* Goal
Everything from the line holding "Question. The picture above shows the striped woven shawl." through the last line below must be repeated exactly, and nothing else.
• • •
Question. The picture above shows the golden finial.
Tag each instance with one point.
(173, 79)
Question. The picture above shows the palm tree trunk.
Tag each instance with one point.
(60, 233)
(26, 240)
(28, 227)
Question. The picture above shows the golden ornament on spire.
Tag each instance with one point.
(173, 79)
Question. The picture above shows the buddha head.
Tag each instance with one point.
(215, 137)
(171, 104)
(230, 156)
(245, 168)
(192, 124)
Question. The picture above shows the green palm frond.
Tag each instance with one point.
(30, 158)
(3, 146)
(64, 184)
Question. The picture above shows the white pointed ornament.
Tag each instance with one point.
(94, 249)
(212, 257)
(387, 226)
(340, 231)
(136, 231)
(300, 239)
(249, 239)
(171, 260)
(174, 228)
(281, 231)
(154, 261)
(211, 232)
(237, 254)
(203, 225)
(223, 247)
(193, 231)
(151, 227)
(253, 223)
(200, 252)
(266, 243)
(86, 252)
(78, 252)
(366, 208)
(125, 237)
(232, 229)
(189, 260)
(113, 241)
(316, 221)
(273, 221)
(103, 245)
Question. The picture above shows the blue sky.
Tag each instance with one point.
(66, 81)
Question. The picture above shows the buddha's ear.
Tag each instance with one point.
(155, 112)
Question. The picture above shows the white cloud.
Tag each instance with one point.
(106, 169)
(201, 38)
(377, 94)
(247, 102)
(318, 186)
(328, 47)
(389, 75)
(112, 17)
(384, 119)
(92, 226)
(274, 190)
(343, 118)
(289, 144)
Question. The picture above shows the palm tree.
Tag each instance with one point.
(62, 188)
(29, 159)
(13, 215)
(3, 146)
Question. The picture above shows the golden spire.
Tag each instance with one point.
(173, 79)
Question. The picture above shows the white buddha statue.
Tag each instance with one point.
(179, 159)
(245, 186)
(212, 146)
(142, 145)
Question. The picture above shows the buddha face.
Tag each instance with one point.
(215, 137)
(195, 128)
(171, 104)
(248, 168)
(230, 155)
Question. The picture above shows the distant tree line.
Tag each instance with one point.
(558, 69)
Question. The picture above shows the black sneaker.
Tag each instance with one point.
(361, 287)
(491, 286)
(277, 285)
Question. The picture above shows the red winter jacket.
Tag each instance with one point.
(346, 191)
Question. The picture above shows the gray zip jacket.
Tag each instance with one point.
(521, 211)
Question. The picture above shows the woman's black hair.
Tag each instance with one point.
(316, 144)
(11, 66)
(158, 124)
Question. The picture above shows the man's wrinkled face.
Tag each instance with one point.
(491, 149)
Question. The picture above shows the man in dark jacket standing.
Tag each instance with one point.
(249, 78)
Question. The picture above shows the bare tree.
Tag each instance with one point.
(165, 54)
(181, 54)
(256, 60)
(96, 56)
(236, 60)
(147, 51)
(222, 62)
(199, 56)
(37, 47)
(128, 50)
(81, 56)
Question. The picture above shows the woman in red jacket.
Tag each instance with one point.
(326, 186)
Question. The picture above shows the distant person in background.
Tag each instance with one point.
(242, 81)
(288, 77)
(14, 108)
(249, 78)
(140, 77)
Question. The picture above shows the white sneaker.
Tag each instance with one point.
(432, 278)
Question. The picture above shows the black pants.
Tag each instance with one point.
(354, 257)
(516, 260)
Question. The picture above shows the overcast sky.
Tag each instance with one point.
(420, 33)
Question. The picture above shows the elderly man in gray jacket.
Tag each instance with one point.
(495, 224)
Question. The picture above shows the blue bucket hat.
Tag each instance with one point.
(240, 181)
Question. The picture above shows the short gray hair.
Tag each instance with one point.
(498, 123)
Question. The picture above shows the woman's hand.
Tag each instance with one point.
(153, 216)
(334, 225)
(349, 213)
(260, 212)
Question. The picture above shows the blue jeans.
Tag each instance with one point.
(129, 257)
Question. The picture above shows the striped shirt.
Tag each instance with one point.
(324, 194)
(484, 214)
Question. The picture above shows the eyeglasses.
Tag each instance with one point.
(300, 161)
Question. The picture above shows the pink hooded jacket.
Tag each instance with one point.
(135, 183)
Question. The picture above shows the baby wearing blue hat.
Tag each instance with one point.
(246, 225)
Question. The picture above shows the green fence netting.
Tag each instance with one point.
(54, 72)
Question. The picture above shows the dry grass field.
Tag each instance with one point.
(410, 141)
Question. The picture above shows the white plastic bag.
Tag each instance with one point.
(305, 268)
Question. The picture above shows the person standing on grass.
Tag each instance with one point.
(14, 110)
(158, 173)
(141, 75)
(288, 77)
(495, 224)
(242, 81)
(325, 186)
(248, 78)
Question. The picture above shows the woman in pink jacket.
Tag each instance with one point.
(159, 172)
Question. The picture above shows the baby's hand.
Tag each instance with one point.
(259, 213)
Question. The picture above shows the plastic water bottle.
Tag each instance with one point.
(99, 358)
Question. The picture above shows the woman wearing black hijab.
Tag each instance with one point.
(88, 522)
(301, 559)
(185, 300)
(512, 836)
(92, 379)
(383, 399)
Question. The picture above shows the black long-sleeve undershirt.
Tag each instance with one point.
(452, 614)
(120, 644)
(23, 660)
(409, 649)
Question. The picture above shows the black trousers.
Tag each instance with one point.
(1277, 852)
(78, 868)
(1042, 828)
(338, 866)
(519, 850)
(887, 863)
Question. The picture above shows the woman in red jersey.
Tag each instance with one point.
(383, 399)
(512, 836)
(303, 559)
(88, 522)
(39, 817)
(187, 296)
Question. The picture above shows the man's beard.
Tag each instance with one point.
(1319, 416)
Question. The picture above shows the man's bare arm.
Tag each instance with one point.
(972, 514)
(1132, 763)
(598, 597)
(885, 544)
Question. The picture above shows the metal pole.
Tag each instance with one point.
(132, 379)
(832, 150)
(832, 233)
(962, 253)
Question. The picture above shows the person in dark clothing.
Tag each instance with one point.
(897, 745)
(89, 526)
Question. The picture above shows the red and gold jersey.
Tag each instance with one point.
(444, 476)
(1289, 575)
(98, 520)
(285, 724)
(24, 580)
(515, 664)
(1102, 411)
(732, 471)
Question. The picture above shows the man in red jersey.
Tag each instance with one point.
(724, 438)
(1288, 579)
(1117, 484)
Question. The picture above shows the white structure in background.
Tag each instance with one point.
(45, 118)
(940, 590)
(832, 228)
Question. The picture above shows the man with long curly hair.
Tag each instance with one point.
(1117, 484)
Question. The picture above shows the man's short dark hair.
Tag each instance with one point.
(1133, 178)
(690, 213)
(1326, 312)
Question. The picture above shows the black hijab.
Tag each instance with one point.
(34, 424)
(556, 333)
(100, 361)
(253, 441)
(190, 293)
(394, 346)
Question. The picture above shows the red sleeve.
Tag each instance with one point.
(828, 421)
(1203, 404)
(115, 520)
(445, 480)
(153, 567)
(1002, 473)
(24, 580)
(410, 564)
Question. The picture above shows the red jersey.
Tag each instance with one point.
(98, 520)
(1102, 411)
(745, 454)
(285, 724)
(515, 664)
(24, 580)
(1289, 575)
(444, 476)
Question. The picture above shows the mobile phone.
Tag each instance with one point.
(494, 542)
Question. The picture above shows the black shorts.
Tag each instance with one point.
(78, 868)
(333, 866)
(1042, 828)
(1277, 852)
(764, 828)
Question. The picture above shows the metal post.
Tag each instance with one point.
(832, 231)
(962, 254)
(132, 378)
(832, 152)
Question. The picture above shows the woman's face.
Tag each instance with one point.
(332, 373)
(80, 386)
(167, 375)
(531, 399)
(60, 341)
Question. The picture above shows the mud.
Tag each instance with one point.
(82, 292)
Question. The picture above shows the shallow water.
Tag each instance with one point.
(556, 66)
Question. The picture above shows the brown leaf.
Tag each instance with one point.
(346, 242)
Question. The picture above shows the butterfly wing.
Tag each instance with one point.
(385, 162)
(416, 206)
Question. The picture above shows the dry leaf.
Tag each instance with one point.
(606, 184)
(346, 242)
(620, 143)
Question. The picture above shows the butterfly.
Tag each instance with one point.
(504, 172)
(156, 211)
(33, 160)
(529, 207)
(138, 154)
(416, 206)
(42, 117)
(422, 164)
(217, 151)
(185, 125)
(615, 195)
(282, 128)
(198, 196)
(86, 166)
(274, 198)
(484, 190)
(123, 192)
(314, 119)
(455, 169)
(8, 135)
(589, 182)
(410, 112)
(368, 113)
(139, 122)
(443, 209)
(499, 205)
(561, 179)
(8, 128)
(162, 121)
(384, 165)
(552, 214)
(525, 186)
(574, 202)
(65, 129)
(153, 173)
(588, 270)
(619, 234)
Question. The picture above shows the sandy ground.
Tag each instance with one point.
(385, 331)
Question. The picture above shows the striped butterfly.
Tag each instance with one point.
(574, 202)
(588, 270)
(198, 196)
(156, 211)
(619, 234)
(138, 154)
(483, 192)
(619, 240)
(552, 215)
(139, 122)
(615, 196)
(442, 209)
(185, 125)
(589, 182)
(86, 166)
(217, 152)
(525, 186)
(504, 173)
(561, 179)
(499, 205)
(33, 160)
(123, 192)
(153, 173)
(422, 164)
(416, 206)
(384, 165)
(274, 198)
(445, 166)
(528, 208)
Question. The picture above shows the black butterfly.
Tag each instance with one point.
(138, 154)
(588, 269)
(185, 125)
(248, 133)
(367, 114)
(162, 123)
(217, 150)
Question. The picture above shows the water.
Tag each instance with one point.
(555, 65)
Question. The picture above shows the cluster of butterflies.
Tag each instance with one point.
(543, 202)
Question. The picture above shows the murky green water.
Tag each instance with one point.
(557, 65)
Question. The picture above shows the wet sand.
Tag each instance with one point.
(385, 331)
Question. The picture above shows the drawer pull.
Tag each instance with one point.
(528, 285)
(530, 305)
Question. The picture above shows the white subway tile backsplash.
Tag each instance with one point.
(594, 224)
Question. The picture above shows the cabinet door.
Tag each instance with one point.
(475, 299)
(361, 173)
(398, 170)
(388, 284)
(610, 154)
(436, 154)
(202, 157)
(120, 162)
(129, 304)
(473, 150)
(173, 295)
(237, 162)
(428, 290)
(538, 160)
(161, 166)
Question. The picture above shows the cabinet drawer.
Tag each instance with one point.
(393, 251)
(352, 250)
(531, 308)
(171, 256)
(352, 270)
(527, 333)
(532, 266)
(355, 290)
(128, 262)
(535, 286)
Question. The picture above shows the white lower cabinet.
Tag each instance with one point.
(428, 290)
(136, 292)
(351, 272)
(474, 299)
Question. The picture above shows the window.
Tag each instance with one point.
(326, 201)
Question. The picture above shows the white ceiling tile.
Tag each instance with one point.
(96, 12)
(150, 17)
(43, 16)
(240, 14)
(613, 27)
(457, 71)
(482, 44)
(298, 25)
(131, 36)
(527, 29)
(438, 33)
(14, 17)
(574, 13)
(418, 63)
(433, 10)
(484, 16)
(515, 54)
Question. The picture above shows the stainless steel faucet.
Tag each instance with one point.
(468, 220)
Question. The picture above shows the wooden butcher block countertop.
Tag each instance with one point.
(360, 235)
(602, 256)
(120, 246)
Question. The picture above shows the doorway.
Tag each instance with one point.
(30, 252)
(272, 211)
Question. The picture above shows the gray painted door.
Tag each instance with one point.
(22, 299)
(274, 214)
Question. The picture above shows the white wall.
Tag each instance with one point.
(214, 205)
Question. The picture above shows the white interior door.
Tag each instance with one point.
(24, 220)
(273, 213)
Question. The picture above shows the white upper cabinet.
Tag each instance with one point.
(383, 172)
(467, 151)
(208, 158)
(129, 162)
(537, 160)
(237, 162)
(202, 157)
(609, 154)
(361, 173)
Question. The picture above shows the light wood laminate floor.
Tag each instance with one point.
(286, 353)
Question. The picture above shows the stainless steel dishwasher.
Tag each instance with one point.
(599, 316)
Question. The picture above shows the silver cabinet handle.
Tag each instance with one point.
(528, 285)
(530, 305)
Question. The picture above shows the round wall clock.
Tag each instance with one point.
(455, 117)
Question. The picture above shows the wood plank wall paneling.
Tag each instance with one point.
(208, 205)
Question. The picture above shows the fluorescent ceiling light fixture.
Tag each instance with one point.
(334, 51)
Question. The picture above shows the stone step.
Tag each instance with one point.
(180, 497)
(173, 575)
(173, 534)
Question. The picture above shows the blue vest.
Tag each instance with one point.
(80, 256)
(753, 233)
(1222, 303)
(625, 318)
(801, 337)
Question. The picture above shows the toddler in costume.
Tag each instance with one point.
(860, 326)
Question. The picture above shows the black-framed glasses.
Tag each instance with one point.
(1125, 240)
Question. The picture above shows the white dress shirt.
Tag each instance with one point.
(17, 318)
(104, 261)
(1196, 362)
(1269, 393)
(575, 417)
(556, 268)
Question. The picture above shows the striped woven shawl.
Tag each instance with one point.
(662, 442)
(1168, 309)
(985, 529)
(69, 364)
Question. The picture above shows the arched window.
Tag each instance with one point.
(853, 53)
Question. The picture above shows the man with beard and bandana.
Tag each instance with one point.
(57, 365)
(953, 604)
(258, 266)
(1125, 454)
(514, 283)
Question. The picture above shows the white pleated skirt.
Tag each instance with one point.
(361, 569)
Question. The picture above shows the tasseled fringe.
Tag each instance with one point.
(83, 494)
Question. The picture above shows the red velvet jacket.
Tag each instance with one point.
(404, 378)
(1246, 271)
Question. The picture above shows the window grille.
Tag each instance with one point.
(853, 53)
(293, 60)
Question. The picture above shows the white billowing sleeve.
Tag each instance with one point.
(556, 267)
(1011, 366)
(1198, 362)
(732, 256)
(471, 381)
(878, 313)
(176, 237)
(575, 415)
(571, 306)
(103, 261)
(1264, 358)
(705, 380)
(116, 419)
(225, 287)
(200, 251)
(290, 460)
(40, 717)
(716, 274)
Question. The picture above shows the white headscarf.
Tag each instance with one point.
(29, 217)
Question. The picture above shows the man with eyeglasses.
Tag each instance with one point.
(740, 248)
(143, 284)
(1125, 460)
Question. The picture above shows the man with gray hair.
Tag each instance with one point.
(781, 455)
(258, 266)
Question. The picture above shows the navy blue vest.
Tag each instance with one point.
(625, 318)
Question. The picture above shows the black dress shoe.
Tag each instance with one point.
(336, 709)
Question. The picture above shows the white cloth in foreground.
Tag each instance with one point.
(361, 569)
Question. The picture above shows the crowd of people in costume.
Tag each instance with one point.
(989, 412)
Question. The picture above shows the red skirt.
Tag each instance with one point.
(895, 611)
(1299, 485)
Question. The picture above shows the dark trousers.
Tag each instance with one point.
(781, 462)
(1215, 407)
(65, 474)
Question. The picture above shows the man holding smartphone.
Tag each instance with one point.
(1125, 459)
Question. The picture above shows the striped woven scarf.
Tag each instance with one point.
• • •
* Written solution
Question. The picture above shows the striped woven shawl.
Tag each instance with one point.
(662, 442)
(1168, 309)
(985, 529)
(69, 364)
Question. The picture above shows the arched window.
Tag each instance with one point.
(853, 53)
Question. The picture above shows the man with beard and bandana.
Tag each instance with one point.
(57, 365)
(953, 604)
(258, 266)
(1125, 454)
(514, 283)
Question. The picture above shows the white pleated skirt.
Tag each instance with one point.
(361, 569)
Question. The picture above shows the tasseled fringe.
Tag each instance with one point.
(83, 494)
Question. The picture above shows the red velvet jacket.
Tag each instance with one point.
(404, 378)
(1246, 271)
Question. The picture above shows the window grille.
Tag each instance with one point.
(853, 53)
(293, 60)
Question. The picture above shows the white billowing sleeve.
Tag each instance with one point.
(556, 267)
(1011, 366)
(1198, 362)
(732, 256)
(471, 381)
(878, 313)
(176, 237)
(575, 415)
(571, 306)
(103, 261)
(1264, 358)
(705, 380)
(116, 419)
(225, 287)
(200, 251)
(290, 460)
(40, 717)
(716, 274)
Question. The picture above shows the white headscarf.
Tag each instance with one point.
(29, 217)
Question. The picture above shows the man with eyeglasses.
Tag each instance with one point.
(740, 248)
(143, 284)
(1125, 460)
Question. The picture above shows the man with gray hair.
Tag each instance with one point.
(781, 455)
(258, 266)
Question. The picture above shows the navy blue vest.
Tag each instance with one point.
(625, 318)
Question. The picture above shows the black dress shoe.
Tag each instance with one point.
(336, 709)
Question. The picture above shows the white cloth in foreground.
Tag each instance with one point.
(361, 569)
Question. The picture above shows the crowd of people in costume.
Tag each instance with one point.
(989, 412)
Question. The picture above shows the red skirt.
Tag each instance with one point.
(895, 611)
(1299, 485)
Question. The picture above shows the dark trousers.
Tag each instance with one point.
(781, 462)
(1215, 407)
(65, 474)
Question. The picture above shows the man holding smartphone.
Tag each instance with one point.
(1125, 459)
Question. The picture above shows the striped woven scarf.
Tag each instance with one point.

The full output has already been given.